◆ AIM OF THE EXERCISE
Transcribe the full listing without changing a word, and omit its pictures.

= = = =

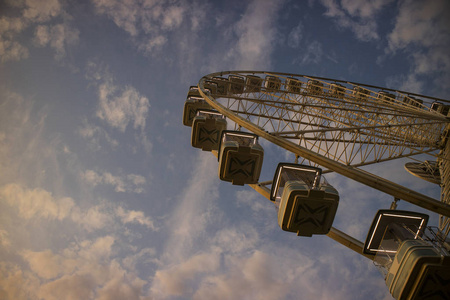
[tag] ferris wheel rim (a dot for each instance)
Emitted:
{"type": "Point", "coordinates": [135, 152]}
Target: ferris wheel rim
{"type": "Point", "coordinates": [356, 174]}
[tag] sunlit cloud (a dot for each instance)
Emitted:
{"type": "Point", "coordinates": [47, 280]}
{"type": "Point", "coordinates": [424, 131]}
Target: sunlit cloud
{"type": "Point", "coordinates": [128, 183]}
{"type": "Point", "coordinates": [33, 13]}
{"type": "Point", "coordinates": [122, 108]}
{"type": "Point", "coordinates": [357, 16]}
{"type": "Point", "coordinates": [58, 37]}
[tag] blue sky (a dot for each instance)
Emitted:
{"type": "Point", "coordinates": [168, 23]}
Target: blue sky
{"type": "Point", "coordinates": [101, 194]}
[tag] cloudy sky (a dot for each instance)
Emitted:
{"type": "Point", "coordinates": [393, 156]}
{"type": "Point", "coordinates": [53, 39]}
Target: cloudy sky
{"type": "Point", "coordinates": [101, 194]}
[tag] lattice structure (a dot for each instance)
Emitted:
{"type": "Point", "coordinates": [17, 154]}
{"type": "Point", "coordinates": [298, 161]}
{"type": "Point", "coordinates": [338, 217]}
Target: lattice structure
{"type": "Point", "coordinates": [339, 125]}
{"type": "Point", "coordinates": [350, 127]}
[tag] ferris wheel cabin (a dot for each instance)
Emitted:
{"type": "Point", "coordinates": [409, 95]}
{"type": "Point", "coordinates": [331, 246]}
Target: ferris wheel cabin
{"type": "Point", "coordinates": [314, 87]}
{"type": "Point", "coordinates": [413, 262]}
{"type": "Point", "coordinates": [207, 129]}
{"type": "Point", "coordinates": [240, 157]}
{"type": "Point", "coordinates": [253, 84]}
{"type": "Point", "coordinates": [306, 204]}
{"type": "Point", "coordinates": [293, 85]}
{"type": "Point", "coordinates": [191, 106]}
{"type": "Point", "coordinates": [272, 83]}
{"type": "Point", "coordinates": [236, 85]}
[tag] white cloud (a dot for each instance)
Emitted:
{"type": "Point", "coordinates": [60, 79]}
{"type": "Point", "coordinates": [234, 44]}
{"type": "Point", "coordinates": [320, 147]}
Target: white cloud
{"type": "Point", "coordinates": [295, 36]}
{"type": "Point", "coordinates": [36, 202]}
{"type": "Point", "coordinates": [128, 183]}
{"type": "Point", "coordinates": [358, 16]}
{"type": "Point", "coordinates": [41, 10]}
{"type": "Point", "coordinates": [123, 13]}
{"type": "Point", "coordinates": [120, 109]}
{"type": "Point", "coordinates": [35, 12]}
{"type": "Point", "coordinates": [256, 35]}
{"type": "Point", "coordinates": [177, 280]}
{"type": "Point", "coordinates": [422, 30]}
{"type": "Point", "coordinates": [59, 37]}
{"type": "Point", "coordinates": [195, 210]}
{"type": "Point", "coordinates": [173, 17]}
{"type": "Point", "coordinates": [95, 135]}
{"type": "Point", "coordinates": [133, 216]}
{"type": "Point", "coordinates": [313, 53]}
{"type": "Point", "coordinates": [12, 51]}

= = = =

◆ RESULT FOR THIS EXERCISE
[tag] ferris wheel rim (a dot for each instance)
Emitted:
{"type": "Point", "coordinates": [135, 152]}
Target: ferris wheel rim
{"type": "Point", "coordinates": [356, 174]}
[tag] sunlit cloud (a dot for each instance)
Emitted:
{"type": "Point", "coordinates": [47, 280]}
{"type": "Point", "coordinates": [424, 131]}
Target: sunlit cloud
{"type": "Point", "coordinates": [128, 183]}
{"type": "Point", "coordinates": [33, 13]}
{"type": "Point", "coordinates": [122, 108]}
{"type": "Point", "coordinates": [357, 16]}
{"type": "Point", "coordinates": [58, 37]}
[tag] blue sky (a dot for each instance)
Emitted:
{"type": "Point", "coordinates": [168, 23]}
Target: blue sky
{"type": "Point", "coordinates": [101, 194]}
[tag] cloudy sky (a dot for each instance)
Emitted:
{"type": "Point", "coordinates": [393, 156]}
{"type": "Point", "coordinates": [53, 39]}
Target: cloudy sky
{"type": "Point", "coordinates": [101, 194]}
[tag] lattice structure (a dot for each instance)
Emitted:
{"type": "Point", "coordinates": [17, 154]}
{"type": "Point", "coordinates": [298, 161]}
{"type": "Point", "coordinates": [338, 217]}
Target: lattice structure
{"type": "Point", "coordinates": [339, 125]}
{"type": "Point", "coordinates": [350, 127]}
[tag] ferris wheel cabin (a dot for each instance)
Emitted:
{"type": "Point", "coordinates": [409, 95]}
{"type": "Point", "coordinates": [331, 246]}
Target: ferris wheel cabin
{"type": "Point", "coordinates": [314, 87]}
{"type": "Point", "coordinates": [413, 262]}
{"type": "Point", "coordinates": [207, 129]}
{"type": "Point", "coordinates": [240, 157]}
{"type": "Point", "coordinates": [253, 84]}
{"type": "Point", "coordinates": [306, 204]}
{"type": "Point", "coordinates": [293, 85]}
{"type": "Point", "coordinates": [191, 106]}
{"type": "Point", "coordinates": [272, 83]}
{"type": "Point", "coordinates": [236, 85]}
[tag] white cloud (a dot for each instance)
Emitted:
{"type": "Point", "coordinates": [60, 79]}
{"type": "Point", "coordinates": [234, 44]}
{"type": "Point", "coordinates": [320, 147]}
Target: white cloud
{"type": "Point", "coordinates": [295, 36]}
{"type": "Point", "coordinates": [36, 202]}
{"type": "Point", "coordinates": [128, 183]}
{"type": "Point", "coordinates": [358, 16]}
{"type": "Point", "coordinates": [41, 10]}
{"type": "Point", "coordinates": [123, 13]}
{"type": "Point", "coordinates": [120, 109]}
{"type": "Point", "coordinates": [35, 12]}
{"type": "Point", "coordinates": [256, 35]}
{"type": "Point", "coordinates": [177, 280]}
{"type": "Point", "coordinates": [422, 30]}
{"type": "Point", "coordinates": [59, 37]}
{"type": "Point", "coordinates": [195, 210]}
{"type": "Point", "coordinates": [173, 17]}
{"type": "Point", "coordinates": [95, 135]}
{"type": "Point", "coordinates": [133, 216]}
{"type": "Point", "coordinates": [313, 53]}
{"type": "Point", "coordinates": [12, 51]}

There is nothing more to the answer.